Work required: Copy out each line below exactly as written.

(Exercise data begins)

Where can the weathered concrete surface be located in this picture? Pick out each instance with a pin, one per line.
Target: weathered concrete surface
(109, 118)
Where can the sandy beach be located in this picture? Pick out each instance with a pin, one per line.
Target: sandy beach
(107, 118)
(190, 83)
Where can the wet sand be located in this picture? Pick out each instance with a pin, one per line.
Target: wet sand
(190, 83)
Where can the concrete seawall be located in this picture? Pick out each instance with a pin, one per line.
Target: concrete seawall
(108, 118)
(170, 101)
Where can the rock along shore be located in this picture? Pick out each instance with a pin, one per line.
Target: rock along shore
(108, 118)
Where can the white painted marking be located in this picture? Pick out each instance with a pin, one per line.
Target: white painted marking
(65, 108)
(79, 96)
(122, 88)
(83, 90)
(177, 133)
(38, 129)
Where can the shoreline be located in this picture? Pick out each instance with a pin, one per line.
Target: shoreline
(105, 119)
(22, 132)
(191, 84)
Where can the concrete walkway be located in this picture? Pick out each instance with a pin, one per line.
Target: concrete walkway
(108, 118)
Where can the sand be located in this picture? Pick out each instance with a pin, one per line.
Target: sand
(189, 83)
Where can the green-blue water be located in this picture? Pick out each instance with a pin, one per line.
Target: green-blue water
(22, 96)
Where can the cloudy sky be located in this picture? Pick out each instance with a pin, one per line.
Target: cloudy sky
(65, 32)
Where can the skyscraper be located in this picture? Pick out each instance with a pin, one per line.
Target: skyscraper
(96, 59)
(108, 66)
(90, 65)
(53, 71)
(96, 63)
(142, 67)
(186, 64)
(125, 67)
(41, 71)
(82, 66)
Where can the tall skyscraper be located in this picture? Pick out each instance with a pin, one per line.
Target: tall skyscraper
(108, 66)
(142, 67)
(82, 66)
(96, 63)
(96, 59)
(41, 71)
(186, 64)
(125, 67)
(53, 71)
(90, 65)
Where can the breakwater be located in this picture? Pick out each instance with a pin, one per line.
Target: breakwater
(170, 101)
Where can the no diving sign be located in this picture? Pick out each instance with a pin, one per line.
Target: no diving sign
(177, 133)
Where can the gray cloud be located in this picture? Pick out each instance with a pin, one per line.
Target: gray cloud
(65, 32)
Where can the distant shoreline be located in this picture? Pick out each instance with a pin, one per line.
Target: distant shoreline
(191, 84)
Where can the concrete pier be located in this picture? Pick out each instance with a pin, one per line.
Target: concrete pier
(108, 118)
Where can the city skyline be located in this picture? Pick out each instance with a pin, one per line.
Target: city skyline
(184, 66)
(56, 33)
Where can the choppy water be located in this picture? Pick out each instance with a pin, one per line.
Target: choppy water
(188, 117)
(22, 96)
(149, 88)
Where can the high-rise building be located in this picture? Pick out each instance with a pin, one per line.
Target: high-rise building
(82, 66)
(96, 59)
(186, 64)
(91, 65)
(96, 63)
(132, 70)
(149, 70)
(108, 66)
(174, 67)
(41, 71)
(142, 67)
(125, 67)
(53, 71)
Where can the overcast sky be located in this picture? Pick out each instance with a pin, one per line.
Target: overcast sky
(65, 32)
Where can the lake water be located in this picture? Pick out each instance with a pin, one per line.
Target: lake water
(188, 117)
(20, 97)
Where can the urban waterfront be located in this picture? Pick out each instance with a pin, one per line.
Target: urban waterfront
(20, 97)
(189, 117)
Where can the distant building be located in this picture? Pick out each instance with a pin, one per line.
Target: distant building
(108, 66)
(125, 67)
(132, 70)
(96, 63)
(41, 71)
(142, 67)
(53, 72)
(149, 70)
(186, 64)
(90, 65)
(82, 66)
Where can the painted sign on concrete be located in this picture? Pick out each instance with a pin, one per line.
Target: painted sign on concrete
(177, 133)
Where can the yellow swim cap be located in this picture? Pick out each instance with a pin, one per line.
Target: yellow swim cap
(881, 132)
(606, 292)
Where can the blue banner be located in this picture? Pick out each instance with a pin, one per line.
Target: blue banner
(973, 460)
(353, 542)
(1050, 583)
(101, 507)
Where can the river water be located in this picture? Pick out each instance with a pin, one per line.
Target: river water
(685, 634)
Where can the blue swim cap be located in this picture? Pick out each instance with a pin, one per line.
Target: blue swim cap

(Exercise data ends)

Response to this exercise:
Where can the weathered concrete surface be located in this picture? Pick out each instance with a pin, one per line.
Target: weathered concrete surface
(109, 118)
Where can the sandy beach be located in this picture? Pick out each instance with a pin, one per line.
Target: sandy beach
(107, 118)
(190, 83)
Where can the wet sand be located in this picture? Pick out each instance with a pin, one per line.
Target: wet sand
(190, 83)
Where can the concrete seawall be located in this picture? Pick out each instance with a pin, one per line.
Target: concrete seawall
(108, 118)
(170, 101)
Where can the rock along shore be located in this picture? Pick out each instance with a pin, one per line.
Target: rock along shore
(108, 118)
Where can the white painted marking be located in this picture? Pick out each instance with a pin, one per line.
Target: white painted marking
(65, 108)
(79, 96)
(122, 88)
(83, 90)
(177, 133)
(38, 129)
Where can the shoreline be located in this picture? Pick out each instance with a pin, one per line.
Target: shoreline
(105, 119)
(22, 132)
(191, 84)
Where can the concrete walkway be located in this picture? Pick out each instance with a pin, one per line.
Target: concrete walkway
(108, 118)
Where can the sand be located in this picture? Pick out each instance with a pin, one per line.
Target: sand
(189, 83)
Where can the green-blue water be located in this picture? Pick out each instance with a pin, one per line.
Target: green-blue water
(22, 96)
Where can the cloudy sky be located in this picture? Pick out each instance with a pin, one per line.
Target: cloudy sky
(65, 32)
Where can the skyscraper be located in this picture? Pick out each instance with a pin, one per line.
Target: skyscraper
(96, 59)
(108, 66)
(90, 65)
(53, 71)
(96, 63)
(142, 67)
(186, 64)
(125, 67)
(41, 71)
(82, 66)
Where can the tall skyscraper be located in this picture? Pick out each instance with a pin, one per line.
Target: tall skyscraper
(108, 66)
(142, 67)
(82, 66)
(96, 63)
(96, 59)
(41, 71)
(186, 64)
(125, 67)
(53, 71)
(90, 65)
Where can the breakwater be located in this picture? Pick out each instance with a pin, one per line.
Target: breakwater
(170, 101)
Where can the no diving sign be located in this picture? Pick out each instance with a pin, one per line.
Target: no diving sign
(177, 133)
Where can the gray cloud be located in this picture? Pick out each instance with a pin, one per line.
Target: gray cloud
(65, 32)
Where can the distant shoreline be located in this picture? Pick out each instance with a pin, one per line.
Target: distant shoreline
(191, 84)
Where can the concrete pier be located in this picture? Pick out each instance with a pin, one per line.
Target: concrete pier
(108, 118)
Where can the city skyline be located in this picture? Pick out each instance with a pin, one per line.
Target: city skyline
(184, 66)
(56, 33)
Where can the choppy water be located in this picture? Pick out each instance with a pin, one per line.
Target: choppy water
(188, 117)
(22, 96)
(149, 88)
Where can the high-rise building be located in this picture? Pick out each instance with a pin, one per line.
Target: high-rise building
(82, 66)
(96, 59)
(186, 64)
(91, 65)
(96, 63)
(132, 70)
(149, 70)
(108, 66)
(174, 67)
(41, 71)
(142, 67)
(125, 67)
(53, 71)
Where can the overcast sky be located in this picture? Pick out each instance with a pin, one per line.
Target: overcast sky
(65, 32)
Where can the lake water be located in this picture? Pick out each instance with a pin, one per line.
Target: lake water
(188, 117)
(20, 97)
Where can the urban waterfront be located in this picture? Pick out each instance with a pin, one per line.
Target: urban waterfront
(20, 97)
(189, 117)
Where can the distant building be located in this picture? Pick out each instance with a pin, one per line.
Target: distant building
(108, 66)
(125, 67)
(132, 70)
(96, 63)
(41, 71)
(142, 67)
(53, 72)
(149, 70)
(186, 64)
(90, 65)
(82, 66)
Where can the painted sign on concrete be located in this picture? Pick out each instance with a pin, one per line.
Target: painted sign on concrete
(177, 133)
Where can the yellow swim cap be located in this picture? Pick out each instance with a pin, one per line.
Target: yellow swim cap
(881, 132)
(606, 292)
Where can the blue banner be located in this picture? Pick out each instance with a pin, one per line.
Target: blue banner
(973, 460)
(353, 542)
(1050, 583)
(101, 507)
Where can the river water be located in this picture? Pick out each instance with a pin, one per line.
Target: river water
(685, 634)
Where can the blue swim cap be located in this picture? Pick out each instance with a pin, one per line.
Target: blue swim cap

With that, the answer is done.